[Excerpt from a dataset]
☆ ☆ ☆ ☆

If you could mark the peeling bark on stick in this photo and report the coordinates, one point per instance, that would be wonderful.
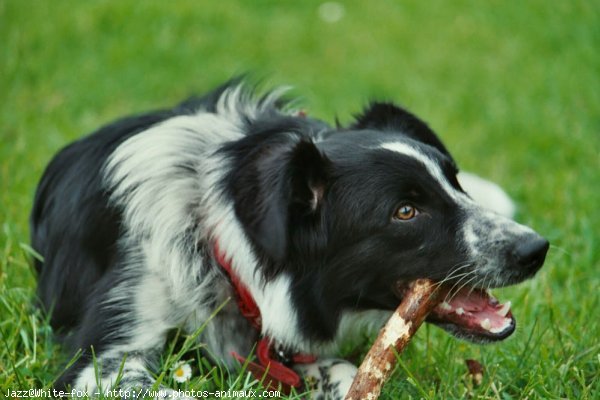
(419, 299)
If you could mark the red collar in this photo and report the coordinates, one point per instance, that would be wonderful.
(273, 374)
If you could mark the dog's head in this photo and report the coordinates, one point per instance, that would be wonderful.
(350, 214)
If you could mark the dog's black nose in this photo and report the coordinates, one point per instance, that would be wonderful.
(530, 252)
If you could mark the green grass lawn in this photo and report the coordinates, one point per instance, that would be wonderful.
(512, 87)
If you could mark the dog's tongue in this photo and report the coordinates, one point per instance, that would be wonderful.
(475, 311)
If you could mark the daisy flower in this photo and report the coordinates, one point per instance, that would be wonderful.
(182, 372)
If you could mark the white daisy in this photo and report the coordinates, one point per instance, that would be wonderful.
(182, 372)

☆ ☆ ☆ ☆

# PROMPT
Return, word for word, everything from the line containing "If you could mark the white" down to the end of the material.

# WRITTEN ANSWER
If you could mark the white daisy in this photo and report the coordinates, one point per instance, that would be wonderful.
(182, 372)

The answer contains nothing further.